__Source records__.
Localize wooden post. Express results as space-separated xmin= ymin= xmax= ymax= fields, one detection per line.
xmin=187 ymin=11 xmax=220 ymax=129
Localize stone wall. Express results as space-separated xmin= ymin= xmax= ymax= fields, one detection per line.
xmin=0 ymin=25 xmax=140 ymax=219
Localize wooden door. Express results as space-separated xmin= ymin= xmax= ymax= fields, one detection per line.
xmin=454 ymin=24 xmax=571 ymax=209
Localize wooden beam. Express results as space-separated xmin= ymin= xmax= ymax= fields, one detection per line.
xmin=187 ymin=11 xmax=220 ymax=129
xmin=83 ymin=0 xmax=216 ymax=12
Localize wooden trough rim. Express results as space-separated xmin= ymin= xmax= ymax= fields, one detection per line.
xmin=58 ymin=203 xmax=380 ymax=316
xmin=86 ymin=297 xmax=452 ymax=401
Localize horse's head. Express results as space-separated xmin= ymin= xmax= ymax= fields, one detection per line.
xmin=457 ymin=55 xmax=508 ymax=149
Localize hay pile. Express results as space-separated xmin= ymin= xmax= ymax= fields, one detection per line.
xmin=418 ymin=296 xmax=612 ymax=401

...

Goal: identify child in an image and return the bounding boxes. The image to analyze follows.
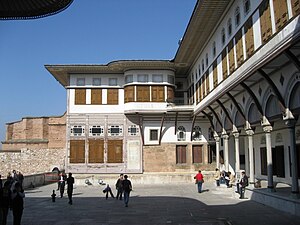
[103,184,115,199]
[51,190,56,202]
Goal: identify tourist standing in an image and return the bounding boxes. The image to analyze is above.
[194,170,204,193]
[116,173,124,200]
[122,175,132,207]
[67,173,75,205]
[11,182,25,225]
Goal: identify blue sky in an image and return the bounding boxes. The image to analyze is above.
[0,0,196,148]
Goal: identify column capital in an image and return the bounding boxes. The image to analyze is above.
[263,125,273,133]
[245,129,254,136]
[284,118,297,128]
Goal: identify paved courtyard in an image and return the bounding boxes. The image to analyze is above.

---

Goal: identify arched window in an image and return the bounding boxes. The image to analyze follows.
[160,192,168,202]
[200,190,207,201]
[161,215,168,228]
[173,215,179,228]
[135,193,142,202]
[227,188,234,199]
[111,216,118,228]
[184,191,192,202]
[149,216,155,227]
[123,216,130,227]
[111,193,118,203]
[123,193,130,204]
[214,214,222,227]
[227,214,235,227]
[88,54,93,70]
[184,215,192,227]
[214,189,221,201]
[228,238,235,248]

__Exercise instructions__.
Reproduce the data starting at the line containing "Goal: identify arched" and ending at the line containing "[228,238,235,248]", both lines included, keeping every character unchanged.

__Task response__.
Goal: identify arched window in an image and return the bounding boxes. The image to analyze follows.
[160,192,168,202]
[200,190,207,201]
[161,215,168,228]
[173,215,179,228]
[135,193,142,202]
[227,188,234,199]
[111,216,118,228]
[184,191,192,202]
[149,216,155,227]
[123,216,130,227]
[111,193,118,203]
[123,193,130,204]
[214,214,222,227]
[227,214,235,227]
[88,54,93,70]
[184,215,192,227]
[214,189,221,201]
[228,238,235,248]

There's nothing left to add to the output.